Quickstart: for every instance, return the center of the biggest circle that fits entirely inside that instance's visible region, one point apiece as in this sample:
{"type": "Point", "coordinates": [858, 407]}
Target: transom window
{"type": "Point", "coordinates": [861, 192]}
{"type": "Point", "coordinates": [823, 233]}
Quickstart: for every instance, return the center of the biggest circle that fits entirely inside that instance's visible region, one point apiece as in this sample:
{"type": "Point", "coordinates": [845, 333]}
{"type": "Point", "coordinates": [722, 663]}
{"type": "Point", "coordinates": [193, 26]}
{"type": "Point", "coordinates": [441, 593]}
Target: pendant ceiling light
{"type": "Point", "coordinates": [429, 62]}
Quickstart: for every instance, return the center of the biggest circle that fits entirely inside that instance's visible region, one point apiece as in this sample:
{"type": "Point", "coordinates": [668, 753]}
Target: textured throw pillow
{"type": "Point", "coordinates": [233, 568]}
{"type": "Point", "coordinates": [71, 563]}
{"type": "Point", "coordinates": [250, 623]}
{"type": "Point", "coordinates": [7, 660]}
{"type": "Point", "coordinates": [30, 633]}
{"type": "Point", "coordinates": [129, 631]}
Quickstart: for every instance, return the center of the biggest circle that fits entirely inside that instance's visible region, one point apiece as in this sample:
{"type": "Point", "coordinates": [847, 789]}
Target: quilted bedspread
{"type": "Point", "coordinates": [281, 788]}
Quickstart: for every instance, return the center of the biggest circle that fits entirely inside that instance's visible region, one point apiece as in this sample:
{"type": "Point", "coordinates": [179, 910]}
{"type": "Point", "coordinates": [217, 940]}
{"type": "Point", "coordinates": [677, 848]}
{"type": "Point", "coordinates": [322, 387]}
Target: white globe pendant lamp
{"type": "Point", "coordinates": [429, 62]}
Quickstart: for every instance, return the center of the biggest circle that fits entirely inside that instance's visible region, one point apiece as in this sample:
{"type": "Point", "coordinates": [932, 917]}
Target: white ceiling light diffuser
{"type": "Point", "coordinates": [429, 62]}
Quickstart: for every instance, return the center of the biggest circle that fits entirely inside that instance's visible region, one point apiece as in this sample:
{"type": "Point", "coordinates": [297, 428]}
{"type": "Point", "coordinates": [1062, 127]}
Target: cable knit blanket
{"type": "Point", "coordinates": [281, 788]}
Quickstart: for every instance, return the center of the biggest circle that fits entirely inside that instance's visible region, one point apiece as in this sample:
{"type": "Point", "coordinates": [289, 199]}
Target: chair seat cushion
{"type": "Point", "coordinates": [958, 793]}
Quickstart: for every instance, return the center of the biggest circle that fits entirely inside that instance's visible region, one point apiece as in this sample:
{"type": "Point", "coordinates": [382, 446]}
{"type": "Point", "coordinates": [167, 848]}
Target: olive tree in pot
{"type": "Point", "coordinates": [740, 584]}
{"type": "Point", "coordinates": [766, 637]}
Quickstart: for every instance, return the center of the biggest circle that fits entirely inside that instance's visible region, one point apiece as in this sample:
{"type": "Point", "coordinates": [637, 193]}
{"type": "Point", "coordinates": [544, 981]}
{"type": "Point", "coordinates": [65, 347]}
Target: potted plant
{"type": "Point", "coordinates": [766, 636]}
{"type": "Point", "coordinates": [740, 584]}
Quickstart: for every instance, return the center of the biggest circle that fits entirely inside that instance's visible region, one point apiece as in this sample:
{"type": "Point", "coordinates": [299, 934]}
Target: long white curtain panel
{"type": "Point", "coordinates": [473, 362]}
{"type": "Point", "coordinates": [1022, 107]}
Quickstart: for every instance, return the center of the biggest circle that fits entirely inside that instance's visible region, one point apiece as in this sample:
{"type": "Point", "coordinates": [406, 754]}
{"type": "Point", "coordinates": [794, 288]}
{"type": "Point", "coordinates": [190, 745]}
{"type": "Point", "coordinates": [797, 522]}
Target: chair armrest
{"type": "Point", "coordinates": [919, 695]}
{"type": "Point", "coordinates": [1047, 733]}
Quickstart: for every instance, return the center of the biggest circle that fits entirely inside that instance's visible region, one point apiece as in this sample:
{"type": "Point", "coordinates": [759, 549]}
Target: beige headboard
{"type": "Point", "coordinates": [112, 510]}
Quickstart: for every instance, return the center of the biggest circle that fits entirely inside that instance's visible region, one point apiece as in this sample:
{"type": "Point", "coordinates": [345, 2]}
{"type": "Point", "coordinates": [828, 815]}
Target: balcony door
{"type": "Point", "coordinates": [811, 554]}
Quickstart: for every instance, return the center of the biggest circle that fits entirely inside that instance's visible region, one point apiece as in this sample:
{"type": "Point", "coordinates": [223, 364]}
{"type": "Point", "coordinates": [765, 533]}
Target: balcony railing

• [EXERCISE DESCRIPTION]:
Each of the records shown above needs to be repeated exactly.

• [RESULT OF THIS TASK]:
Quickstart: for every instance, return the center of the biggest circle that fits entirely inside that instance's visible region, one point apiece as in this sample:
{"type": "Point", "coordinates": [858, 407]}
Target: transom window
{"type": "Point", "coordinates": [861, 192]}
{"type": "Point", "coordinates": [823, 233]}
Quickstart: for every instance, return the center of the biggest circle that fits entirely inside that instance's visible region, one point apiece as in this sample:
{"type": "Point", "coordinates": [845, 333]}
{"type": "Point", "coordinates": [722, 663]}
{"type": "Point", "coordinates": [193, 26]}
{"type": "Point", "coordinates": [441, 593]}
Target: pendant ceiling light
{"type": "Point", "coordinates": [429, 62]}
Quickstart: for every instance, return the center of the biggest circle that fits entirely inside that instance's visible region, one point apiece as in this sample:
{"type": "Point", "coordinates": [668, 753]}
Target: textured throw pillow
{"type": "Point", "coordinates": [233, 568]}
{"type": "Point", "coordinates": [71, 563]}
{"type": "Point", "coordinates": [250, 623]}
{"type": "Point", "coordinates": [7, 660]}
{"type": "Point", "coordinates": [30, 633]}
{"type": "Point", "coordinates": [129, 631]}
Quickstart: for every instance, return the center of the biggest circle that fits entirely inside that instance's visible region, one point apiece as in this sample:
{"type": "Point", "coordinates": [847, 789]}
Target: quilted bedspread
{"type": "Point", "coordinates": [281, 788]}
Quickstart: for every instance, return the center of the biggest circle that fits entirely inside that instance's visible region, one point apiece as in this sample:
{"type": "Point", "coordinates": [179, 910]}
{"type": "Point", "coordinates": [217, 940]}
{"type": "Point", "coordinates": [677, 848]}
{"type": "Point", "coordinates": [322, 387]}
Target: white globe pendant lamp
{"type": "Point", "coordinates": [429, 62]}
Quickstart: for every instance, return the center of the biggest circle that fits entirely inside that instance's visible region, one point apiece as in this sample:
{"type": "Point", "coordinates": [932, 917]}
Target: white ceiling light diffuser
{"type": "Point", "coordinates": [429, 62]}
Quickstart: for every instance, return the center of the biggest circle that fits entirely inside that instance's visible region, one point apiece as in this sample:
{"type": "Point", "coordinates": [297, 428]}
{"type": "Point", "coordinates": [1062, 127]}
Target: cable knit blanket
{"type": "Point", "coordinates": [281, 788]}
Quickstart: for every instance, return the center of the biggest circle that fits entirely inside that instance's visible region, one point apiece as in this sample:
{"type": "Point", "coordinates": [289, 199]}
Target: chair seat cushion
{"type": "Point", "coordinates": [958, 793]}
Quickstart: for every instance, return the center of the biggest circle that fits entirely inside that instance's visible region, one point apiece as in this sample:
{"type": "Point", "coordinates": [382, 446]}
{"type": "Point", "coordinates": [167, 848]}
Target: olive tree in pot
{"type": "Point", "coordinates": [740, 584]}
{"type": "Point", "coordinates": [766, 637]}
Quickstart: for every instance, return the center of the biggest circle that fits entirely inside that instance's visible region, one point apiece as in this sample:
{"type": "Point", "coordinates": [637, 193]}
{"type": "Point", "coordinates": [544, 981]}
{"type": "Point", "coordinates": [65, 347]}
Target: potted plant
{"type": "Point", "coordinates": [766, 636]}
{"type": "Point", "coordinates": [740, 584]}
Quickstart: for every instance, return the center of the biggest circle that fits entirely inside that instance's visible region, one point apiece as in this sample:
{"type": "Point", "coordinates": [299, 934]}
Target: long white curtain panel
{"type": "Point", "coordinates": [473, 362]}
{"type": "Point", "coordinates": [1022, 107]}
Quickstart: for every instance, return the center of the biggest circle that fits entirely inside that instance's visible region, one point apiece as in this sample:
{"type": "Point", "coordinates": [406, 754]}
{"type": "Point", "coordinates": [794, 288]}
{"type": "Point", "coordinates": [190, 745]}
{"type": "Point", "coordinates": [797, 522]}
Target: chair armrest
{"type": "Point", "coordinates": [919, 695]}
{"type": "Point", "coordinates": [1047, 733]}
Quickstart: for every instance, return the center of the biggest circle that fits entirely inside that instance's visible region, one point apiece as in this sample:
{"type": "Point", "coordinates": [759, 549]}
Target: beige headboard
{"type": "Point", "coordinates": [112, 510]}
Quickstart: for every instance, return the center of the biggest circle that fits entirely inside that instance's visible region, one point apiece as in this sample:
{"type": "Point", "coordinates": [345, 2]}
{"type": "Point", "coordinates": [828, 815]}
Target: balcony door
{"type": "Point", "coordinates": [811, 554]}
Quickstart: for every instance, return the center of the biggest circle that fits entirely inside that instance's visible region, one point apiece as in this sample:
{"type": "Point", "coordinates": [223, 364]}
{"type": "Point", "coordinates": [765, 533]}
Target: balcony railing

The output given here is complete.